[Records excerpted from a collection]
......

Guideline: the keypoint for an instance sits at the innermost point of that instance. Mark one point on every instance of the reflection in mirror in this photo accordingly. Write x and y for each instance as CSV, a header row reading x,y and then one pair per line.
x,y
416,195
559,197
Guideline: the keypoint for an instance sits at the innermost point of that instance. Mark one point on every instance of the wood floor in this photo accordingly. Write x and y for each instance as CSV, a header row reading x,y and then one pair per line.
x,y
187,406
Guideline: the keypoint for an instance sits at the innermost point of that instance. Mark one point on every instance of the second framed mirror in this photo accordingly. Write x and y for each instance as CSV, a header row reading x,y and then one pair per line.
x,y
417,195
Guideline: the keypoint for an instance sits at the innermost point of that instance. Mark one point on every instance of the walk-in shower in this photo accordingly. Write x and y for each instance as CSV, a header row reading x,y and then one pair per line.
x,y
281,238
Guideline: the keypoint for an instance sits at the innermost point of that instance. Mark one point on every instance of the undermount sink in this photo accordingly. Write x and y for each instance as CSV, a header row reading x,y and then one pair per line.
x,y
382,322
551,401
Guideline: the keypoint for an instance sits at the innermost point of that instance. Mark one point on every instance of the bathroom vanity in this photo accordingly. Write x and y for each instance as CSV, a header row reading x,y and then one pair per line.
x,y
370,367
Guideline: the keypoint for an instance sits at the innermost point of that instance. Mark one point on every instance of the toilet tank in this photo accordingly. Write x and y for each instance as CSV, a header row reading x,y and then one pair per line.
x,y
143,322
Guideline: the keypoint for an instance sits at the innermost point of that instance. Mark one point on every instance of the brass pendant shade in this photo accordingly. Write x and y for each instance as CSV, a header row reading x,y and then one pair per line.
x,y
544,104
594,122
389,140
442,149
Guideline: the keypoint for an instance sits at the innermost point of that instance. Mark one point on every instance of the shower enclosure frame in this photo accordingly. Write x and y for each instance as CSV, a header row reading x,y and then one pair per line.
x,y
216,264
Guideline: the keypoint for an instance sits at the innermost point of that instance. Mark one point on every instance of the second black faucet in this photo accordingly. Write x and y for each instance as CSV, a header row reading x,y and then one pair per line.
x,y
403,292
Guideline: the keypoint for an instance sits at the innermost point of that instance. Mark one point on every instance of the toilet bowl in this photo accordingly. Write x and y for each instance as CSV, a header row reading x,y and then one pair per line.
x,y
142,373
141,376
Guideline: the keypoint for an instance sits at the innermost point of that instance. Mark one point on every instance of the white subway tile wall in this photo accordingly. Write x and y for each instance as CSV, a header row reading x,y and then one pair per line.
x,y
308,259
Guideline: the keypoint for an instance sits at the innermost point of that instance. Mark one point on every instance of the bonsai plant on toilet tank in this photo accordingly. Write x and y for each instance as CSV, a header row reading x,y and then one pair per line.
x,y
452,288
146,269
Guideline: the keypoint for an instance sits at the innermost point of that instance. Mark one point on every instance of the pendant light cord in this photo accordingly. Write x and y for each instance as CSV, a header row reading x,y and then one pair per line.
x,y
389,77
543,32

......

[Problem to work on]
The required output is the full set of entries, reproduced verbatim.

[The answer]
Guideline: the keypoint for an instance sits at the innermost point of that instance. Mark one point on every instance of the reflection in mirror in this photo accordingly. Write x and y for each instance as CSV, a header row reading x,y and then one pair per line.
x,y
416,195
559,197
Guideline: the keypoint for an instance sits at the innermost point of that instance. Mark one point on every instance of the wood floor in this photo accordingly. Write x and y for each instance as CSV, a header row reading x,y and then one pair per line.
x,y
187,406
Guideline: the keypoint for an instance sits at the innermost point of that instance. Mark one point on every instance of the second framed mirror in this photo accordingly. Write x and y for each instance as CSV, a header row reading x,y and then one pair per line.
x,y
417,195
Guideline: the keypoint for an instance sits at the innermost point of that instance. Mark one point on every instance of the walk-in shower in this photo accordingly. Write x and y for each instance as CSV, a header row reading x,y and then one pair per line.
x,y
281,238
Guideline: the keypoint for an instance sits at the innermost point of that instance. Mark one point on every instance of the undermount sink in this photo accordingly. Write x and y for each instance as CSV, a header row reading x,y and then one pair per line.
x,y
382,322
551,401
Guideline: the keypoint for an instance sits at the innermost point of that instance. Mark one point on every instance of the bathroom vanity in this photo accordingly. Write x and y for each instance as CSV, a header row reading x,y and then one pair per line.
x,y
370,367
Guideline: the keypoint for an instance sits at the innermost point of that instance. Mark one point on every instance of the toilet tank in this photo accordingly. Write x and y for each instance as CSV, a header row reading x,y and then one pair per line.
x,y
143,322
Guideline: the keypoint for an instance sits at the innermost point of that instance. Mark one point on every instance of the brass pendant shade in this photo accordingly. Write x and y for each instance as CSV, a header row reading x,y and then one pair per line.
x,y
544,104
594,122
389,140
442,149
Guideline: the keypoint for an instance sits at the innermost point of that instance. Mark one point on every instance of the shower enclosure frame in this photo accordingly. Write x and y for each instance as CSV, a header row reading x,y and then one pair per line.
x,y
216,264
Guideline: the keypoint for an instance sits at the innermost point of that instance. Mark one point on every instance of the second black faucet in this photo accordingly. Write x and y for each instance as CSV, a header row reading x,y and then one pair per line.
x,y
403,292
Guideline: the keypoint for an instance sits at the innermost point of that instance. Mark one point on every instance of the toilet bowl in this photo accordingly. Write x and y for each instance as CSV, a header row reading x,y and then one pair per line.
x,y
142,373
141,376
Guideline: the keypoint for an instance sits at the innermost point of that instance. Mark one point on every instance of the white subway tile wall in this photo accordingly. Write x and y for each instance as CSV, a header row reading x,y and then one pair per line.
x,y
308,259
Guideline: the keypoint for an instance sits at the innermost point of that instance. Mark one point on every instance of the bonsai plant on toilet tank in this photo accordingly. Write x and y for each instance as CSV, a header row reading x,y and then one pair per line.
x,y
452,288
146,269
Guideline: the keypoint for an instance sits at the innermost point of that instance. Mark one point on every instance of the pendant light cord in this photo accordingly. Write x and y for each instance as CSV, a header row reading x,y and then one pair per line.
x,y
389,77
543,32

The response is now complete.